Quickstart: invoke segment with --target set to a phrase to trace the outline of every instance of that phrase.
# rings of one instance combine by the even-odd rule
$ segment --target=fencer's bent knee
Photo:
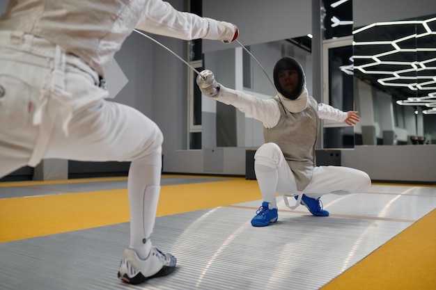
[[[279,145],[268,143],[263,144],[257,150],[254,154],[254,163],[275,168],[283,158],[283,152]]]
[[[359,191],[359,192],[368,191],[371,186],[371,179],[366,172],[364,172],[363,171],[360,171],[359,185],[361,187],[361,189]]]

# The task
Please reproduce each line of the entries above word for word, leaving the pictures out.

# Response to the exercise
Quickstart: invoke segment with --target set to a phrase to trace the outline of every instance of that phrase.
# rings of one instance combine by the even-odd rule
$ segment --target=fencer's bent knee
Photo:
[[[279,145],[268,143],[263,144],[257,150],[254,154],[254,163],[275,168],[283,158],[283,152]]]
[[[359,191],[359,192],[368,191],[371,186],[371,179],[366,172],[364,172],[363,171],[360,171],[359,185],[361,187],[361,189]]]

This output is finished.